Definitely, I've run into this problem many times. UUIDs are pretty bulky data t...

NyxWulf · on Aug 6, 2021

Uuids are bulky if you store them in text form, but in binary form they are only 128 bits.

The main feature of a uuid is it allows distributed generation. 32-bit or 64-bit integers are almost always sequential numbers. The sequential nature allows efficient page filling and index creation, but the contention involved in creating a sequence grows rapidly with scale.

So while a 128-bit uuid is larger than a 64 bit integer, this version allows for the bulk of the benefits of sequential integers while reducing the biggest drawback of contention at the point of creation.

jandrewrogers · on Aug 6, 2021

I was assuming binary format. 128-bits is a pretty heavy data type in many data models with measurable impact on performance versus using something smaller.

You also do not need 128-bits to decentralize unique key generation, even though it is quite reasonable if you design your keys well. Many do it with 64-bit unique keys in massive scale systems.

A subtle point that you may be overlooking is that while large-scale distributed databases, including all the ones I work on, export globally unique 128-bit keys, in most systems I’ve worked with they are internally represented and stored as 64-bits or less even if the key space is much larger than 64 bits. There are many different techniques for doing key space elision and inference that are used inside distributed databases to save space. The 128-bit value is only materialized when sending it over the wire to some external client system. But you don’t need to store it.

**PROVIDED DATA**
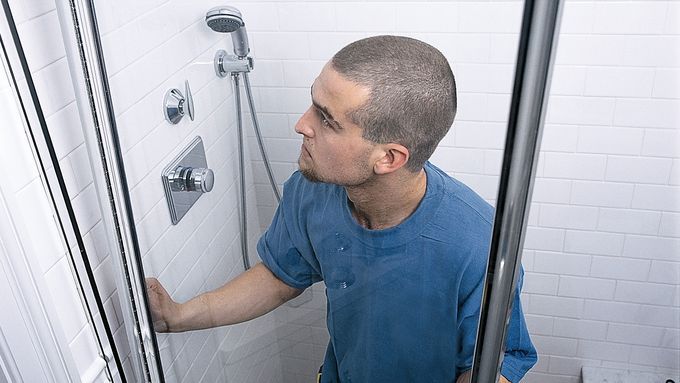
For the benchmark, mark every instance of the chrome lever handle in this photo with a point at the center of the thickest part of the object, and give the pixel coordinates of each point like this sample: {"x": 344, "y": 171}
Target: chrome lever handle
{"x": 189, "y": 103}
{"x": 176, "y": 105}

**PROBLEM TO WORK ON**
In the UUID discussion thread, when is the 128-bit key value materialized inside the distributed databases described?

**EXPECTED ANSWER**
Only when it is sent over the wire to some external client system.